(Dataset items)
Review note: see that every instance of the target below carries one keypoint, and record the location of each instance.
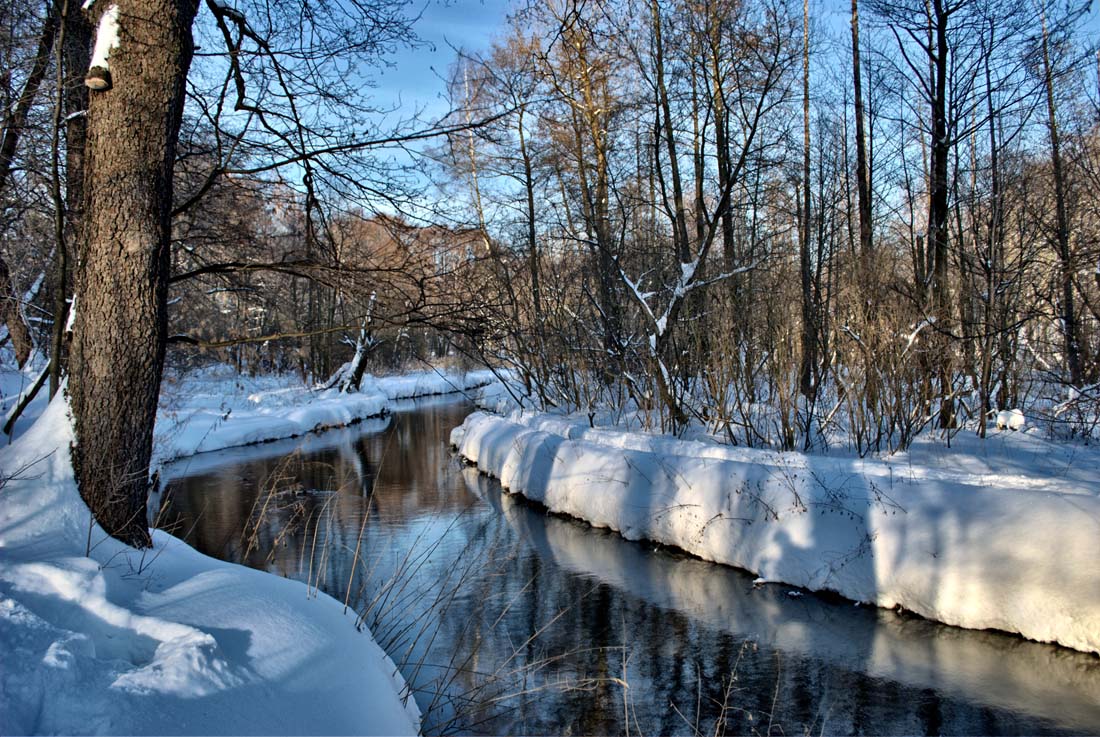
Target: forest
(832, 231)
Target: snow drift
(164, 640)
(971, 551)
(215, 409)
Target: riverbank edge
(191, 430)
(1010, 560)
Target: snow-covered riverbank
(100, 638)
(988, 550)
(216, 408)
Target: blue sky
(417, 75)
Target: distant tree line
(744, 215)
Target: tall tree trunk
(1069, 326)
(11, 314)
(76, 45)
(809, 318)
(938, 210)
(862, 178)
(121, 321)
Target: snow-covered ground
(998, 534)
(100, 638)
(164, 640)
(216, 408)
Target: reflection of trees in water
(507, 620)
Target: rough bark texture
(119, 337)
(862, 178)
(11, 314)
(76, 47)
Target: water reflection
(507, 620)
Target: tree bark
(121, 326)
(809, 304)
(76, 46)
(1069, 325)
(862, 179)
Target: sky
(416, 77)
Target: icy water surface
(509, 620)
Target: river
(505, 619)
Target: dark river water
(506, 619)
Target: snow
(100, 638)
(988, 668)
(216, 408)
(1010, 419)
(964, 542)
(164, 640)
(107, 37)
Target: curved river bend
(507, 620)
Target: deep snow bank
(217, 408)
(966, 551)
(165, 640)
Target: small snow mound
(1010, 419)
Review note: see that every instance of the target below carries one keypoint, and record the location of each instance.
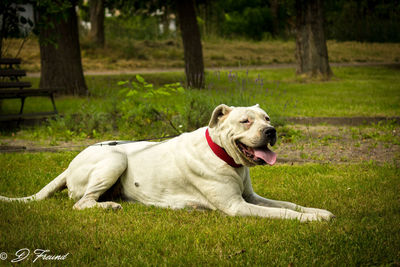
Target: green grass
(354, 91)
(364, 197)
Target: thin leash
(10, 149)
(115, 143)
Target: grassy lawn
(354, 91)
(132, 54)
(356, 175)
(364, 197)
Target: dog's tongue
(265, 154)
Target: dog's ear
(219, 112)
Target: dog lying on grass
(207, 168)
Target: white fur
(178, 173)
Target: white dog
(207, 168)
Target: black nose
(270, 132)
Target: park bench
(12, 88)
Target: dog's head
(244, 133)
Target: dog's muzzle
(261, 155)
(270, 135)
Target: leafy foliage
(144, 104)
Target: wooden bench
(12, 88)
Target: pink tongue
(267, 155)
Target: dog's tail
(54, 186)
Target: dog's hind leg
(104, 175)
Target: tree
(12, 23)
(311, 49)
(193, 53)
(60, 54)
(96, 10)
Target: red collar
(220, 152)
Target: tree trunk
(96, 33)
(311, 50)
(60, 54)
(193, 54)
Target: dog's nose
(270, 132)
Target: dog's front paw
(326, 215)
(322, 215)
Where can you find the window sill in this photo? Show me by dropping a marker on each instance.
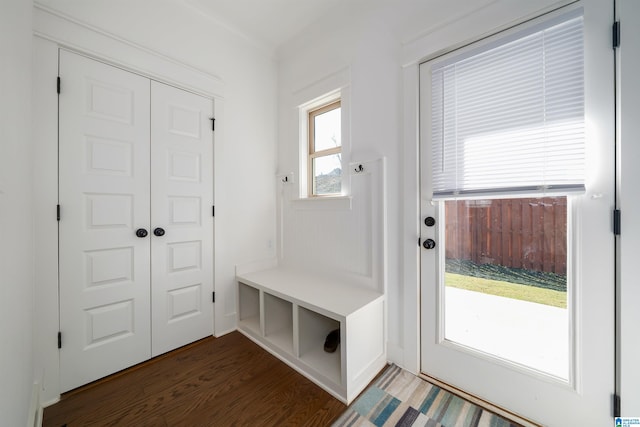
(327, 203)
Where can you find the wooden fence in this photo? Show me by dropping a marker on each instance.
(522, 233)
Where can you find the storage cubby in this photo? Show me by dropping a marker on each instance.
(278, 322)
(249, 308)
(313, 330)
(291, 313)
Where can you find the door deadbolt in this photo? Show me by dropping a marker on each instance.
(429, 244)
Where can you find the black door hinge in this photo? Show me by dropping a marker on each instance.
(616, 222)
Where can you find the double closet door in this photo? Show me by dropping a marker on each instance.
(136, 228)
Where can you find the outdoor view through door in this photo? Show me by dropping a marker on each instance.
(517, 190)
(506, 279)
(508, 121)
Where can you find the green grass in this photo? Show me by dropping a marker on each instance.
(509, 290)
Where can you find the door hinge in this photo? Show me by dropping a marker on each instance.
(616, 222)
(616, 34)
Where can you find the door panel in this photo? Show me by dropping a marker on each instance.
(582, 396)
(182, 199)
(104, 198)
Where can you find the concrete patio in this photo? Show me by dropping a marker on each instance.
(530, 334)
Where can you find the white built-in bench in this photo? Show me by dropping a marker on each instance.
(290, 313)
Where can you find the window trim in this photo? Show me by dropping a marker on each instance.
(312, 154)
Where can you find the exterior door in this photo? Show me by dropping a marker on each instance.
(182, 199)
(551, 364)
(104, 199)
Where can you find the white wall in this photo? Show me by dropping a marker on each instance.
(16, 245)
(381, 48)
(243, 81)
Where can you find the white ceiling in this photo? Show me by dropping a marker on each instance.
(271, 22)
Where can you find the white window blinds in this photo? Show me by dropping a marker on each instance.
(509, 118)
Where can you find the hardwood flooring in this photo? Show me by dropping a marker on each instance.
(227, 381)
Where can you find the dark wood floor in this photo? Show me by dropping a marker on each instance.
(227, 381)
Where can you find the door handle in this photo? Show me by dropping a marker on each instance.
(429, 244)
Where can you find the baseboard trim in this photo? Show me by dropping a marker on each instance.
(35, 409)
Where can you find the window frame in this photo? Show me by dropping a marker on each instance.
(312, 154)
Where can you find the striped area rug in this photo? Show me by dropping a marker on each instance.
(399, 398)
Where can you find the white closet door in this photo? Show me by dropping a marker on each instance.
(104, 198)
(181, 206)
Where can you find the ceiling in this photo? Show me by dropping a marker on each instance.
(272, 22)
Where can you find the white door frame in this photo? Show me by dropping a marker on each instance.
(627, 132)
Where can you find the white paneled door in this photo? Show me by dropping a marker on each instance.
(181, 217)
(543, 349)
(128, 169)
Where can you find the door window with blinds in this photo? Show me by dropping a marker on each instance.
(508, 155)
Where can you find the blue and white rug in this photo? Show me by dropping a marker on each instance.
(399, 398)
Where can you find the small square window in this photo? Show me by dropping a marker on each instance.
(325, 150)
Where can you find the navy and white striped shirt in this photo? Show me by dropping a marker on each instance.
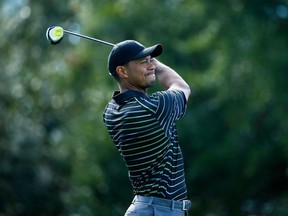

## ACTIVITY
Leave out the images and repeat the rest of the data word for word.

## ANSWER SECTION
Review note: see that every instance of the target below carries one keypoint, and record the location of each instance.
Target: forest
(832, 231)
Target: snow drift
(164, 640)
(971, 551)
(215, 409)
Target: riverbank edge
(191, 430)
(1010, 560)
Target: snow-covered riverbank
(100, 638)
(988, 550)
(216, 408)
Target: blue sky
(417, 75)
Target: distant tree line
(744, 215)
Target: tall tree trunk
(1069, 326)
(11, 314)
(76, 45)
(809, 318)
(938, 210)
(862, 178)
(121, 321)
Target: snow-covered ground
(998, 534)
(100, 638)
(164, 640)
(216, 408)
Target: reflection of trees in water
(507, 620)
Target: rough bark texture
(119, 337)
(862, 178)
(11, 314)
(76, 47)
Target: water reflection
(507, 620)
Target: tree bark
(121, 326)
(809, 304)
(76, 46)
(1069, 325)
(862, 179)
Target: sky
(416, 77)
Target: icy water surface
(509, 620)
Target: river
(505, 619)
Target: dark river water
(506, 619)
Target: snow
(100, 638)
(988, 668)
(216, 408)
(1010, 419)
(964, 542)
(164, 640)
(107, 37)
Target: curved river bend
(507, 620)
Target: deep snow bank
(217, 408)
(966, 551)
(165, 640)
Target: small snow mound
(1010, 419)
Review note: see that every instance of the target below carries one keypoint, and record the location of each instance.
Target: green grass
(354, 91)
(364, 197)
Target: thin leash
(10, 149)
(115, 143)
Target: grassy lawn
(354, 91)
(132, 54)
(356, 175)
(364, 197)
Target: dog's tongue
(265, 154)
Target: dog's ear
(219, 112)
Target: dog lying on grass
(207, 168)
Target: white fur
(178, 173)
Target: white dog
(207, 168)
Target: black nose
(270, 132)
Target: park bench
(12, 88)
Target: dog's head
(244, 133)
Target: dog's muzzle
(261, 155)
(270, 135)
Target: leafy foliage
(144, 104)
Target: wooden bench
(12, 88)
Target: pink tongue
(267, 155)
Target: dog's tail
(54, 186)
Target: dog's hind leg
(104, 175)
Target: tree
(12, 23)
(311, 49)
(193, 53)
(60, 54)
(96, 10)
Target: red collar
(220, 152)
Target: tree trunk
(96, 33)
(311, 50)
(60, 54)
(193, 54)
Target: dog's nose
(270, 132)
Target: dog's front paw
(326, 215)
(322, 215)
Where can you find the window sill in this photo? Show me by dropping a marker on each instance.
(327, 203)
Where can you find the wooden fence in this photo? Show me by dropping a marker on each instance.
(522, 233)
Where can you find the storage cubby in this photo? Show me by dropping a marker on each instance.
(278, 322)
(249, 308)
(313, 330)
(291, 313)
Where can you find the door deadbolt in this photo? Show me by dropping a marker on each instance.
(429, 244)
Where can you find the black door hinge in this photo? Show me by dropping a marker on each instance.
(616, 222)
Where can you find the double closet door in this photo? Show me by dropping a marker on each instance.
(136, 228)
Where can you find the outdoor view through door in this photo? Show me by dropping a marker on each instance.
(517, 190)
(506, 279)
(508, 121)
Where can you find the green grass in this photo? Show me by dropping a marker on each instance.
(509, 290)
Where can you find the door hinge in this photo? Show me by dropping a marker on each instance.
(616, 222)
(616, 34)
Where can you find the door panel in this photo? Show me by dropping a marker on each instance.
(582, 396)
(182, 199)
(104, 198)
Where can you find the concrete patio in this photo? Show me by dropping a marker on each instance.
(530, 334)
Where can you find the white built-in bench in this photo? Show me by dropping a marker on each instance.
(290, 313)
Where can you find the window trim in this photo? Show me by dropping a marker on each instance.
(312, 154)
Where can you find the exterior door in this photo? Show me by dropping a marker on each instance.
(182, 199)
(551, 364)
(104, 199)
Where can you find the white wall in this photo? Show me by dropping a marker on each instance.
(16, 245)
(381, 48)
(243, 81)
Where can you find the white ceiling in this photo? Show me by dropping a marker on each instance.
(271, 22)
Where can you find the white window blinds in this photo? Show me by dropping a marker on each instance.
(509, 118)
Where can you find the hardwood flooring in this photo? Show me by dropping a marker on each instance.
(227, 381)
Where can you find the dark wood floor in this photo? Show me by dropping a marker on each instance.
(227, 381)
Where can you find the door handle in this photo? Show me by dropping a marker on each instance.
(429, 244)
Where can you find the baseboard trim in this photo? Show me by dropping a marker on each instance.
(35, 409)
Where can you find the window frame in this photo? Show me by dropping a marker on each instance.
(312, 154)
Where can you find the striped area rug in this photo? Show me by dropping a marker on each instance.
(399, 398)
Where can you find the white closet door in this photo? Show me by dropping a marker on each instance.
(104, 198)
(181, 206)
Where can you find the ceiling in this photo? Show me by dropping a marker on each instance.
(272, 22)
Where can you find the white door frame in this photo? Show me by dropping a marker on each instance.
(627, 132)
Where can you find the white paneled door in this photo? Show me by dropping a marker on each instance.
(181, 217)
(543, 349)
(128, 169)
Where can you find the door window with blinds in this photo? Show me by dropping a marker on each instance.
(508, 155)
Where can you find the blue and white rug in this photo? Show me by dropping a marker on each instance.
(399, 398)
Where can you find the small square window in this photo? Show me by dropping a marker on each instance.
(325, 150)
Where can you find the navy and white striped shirt in this photo? Show me by dropping a marker on each instance.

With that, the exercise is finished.